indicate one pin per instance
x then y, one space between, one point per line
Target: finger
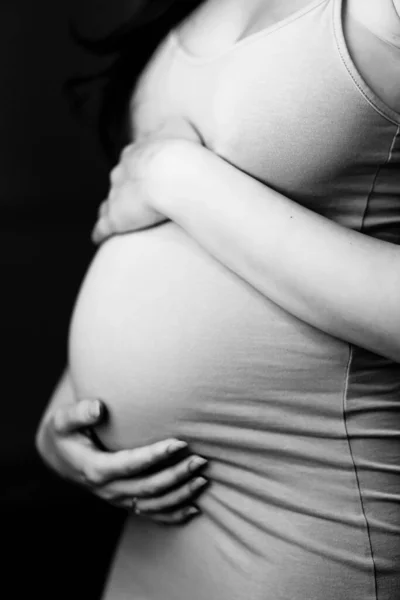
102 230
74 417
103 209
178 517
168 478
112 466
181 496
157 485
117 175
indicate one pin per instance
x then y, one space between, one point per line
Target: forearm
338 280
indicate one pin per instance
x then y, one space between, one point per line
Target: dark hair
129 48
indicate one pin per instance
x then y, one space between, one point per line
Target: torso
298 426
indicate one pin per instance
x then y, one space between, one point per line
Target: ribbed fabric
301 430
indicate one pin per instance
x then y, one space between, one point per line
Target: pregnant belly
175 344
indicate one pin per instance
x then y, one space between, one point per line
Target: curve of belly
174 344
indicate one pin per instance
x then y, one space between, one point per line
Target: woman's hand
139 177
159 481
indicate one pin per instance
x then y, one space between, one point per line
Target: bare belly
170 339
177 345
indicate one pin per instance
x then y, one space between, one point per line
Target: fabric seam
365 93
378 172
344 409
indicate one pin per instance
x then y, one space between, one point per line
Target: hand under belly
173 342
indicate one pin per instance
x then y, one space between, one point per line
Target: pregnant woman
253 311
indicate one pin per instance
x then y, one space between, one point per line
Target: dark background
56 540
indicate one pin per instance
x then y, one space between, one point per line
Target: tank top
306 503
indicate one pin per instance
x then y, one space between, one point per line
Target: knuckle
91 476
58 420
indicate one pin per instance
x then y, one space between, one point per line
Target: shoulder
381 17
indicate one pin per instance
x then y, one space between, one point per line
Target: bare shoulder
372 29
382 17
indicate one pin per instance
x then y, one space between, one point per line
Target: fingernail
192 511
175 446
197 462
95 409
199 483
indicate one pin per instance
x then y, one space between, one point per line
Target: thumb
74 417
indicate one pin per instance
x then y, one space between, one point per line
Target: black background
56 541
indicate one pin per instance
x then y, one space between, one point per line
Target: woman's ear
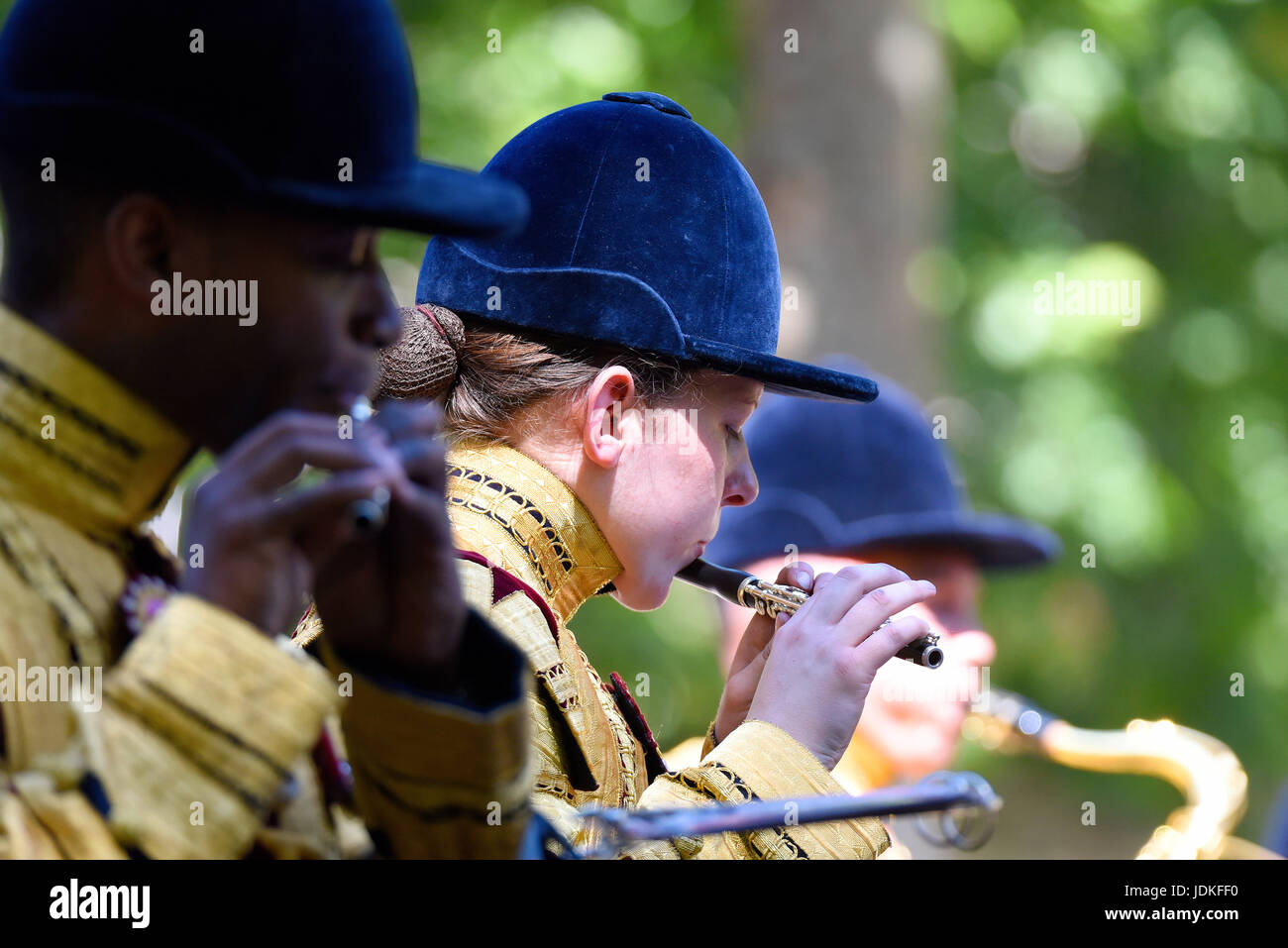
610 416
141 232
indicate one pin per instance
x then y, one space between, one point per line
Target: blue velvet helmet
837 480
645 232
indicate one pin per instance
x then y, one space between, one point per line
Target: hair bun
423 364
· · · · ·
• [WHAT TO PRODUCE] Pull out every line above that contains the string "belly". Case counts.

• [FINAL RESULT]
Target: pregnant belly
Target: curve of belly
Target: bare belly
Target: hand under belly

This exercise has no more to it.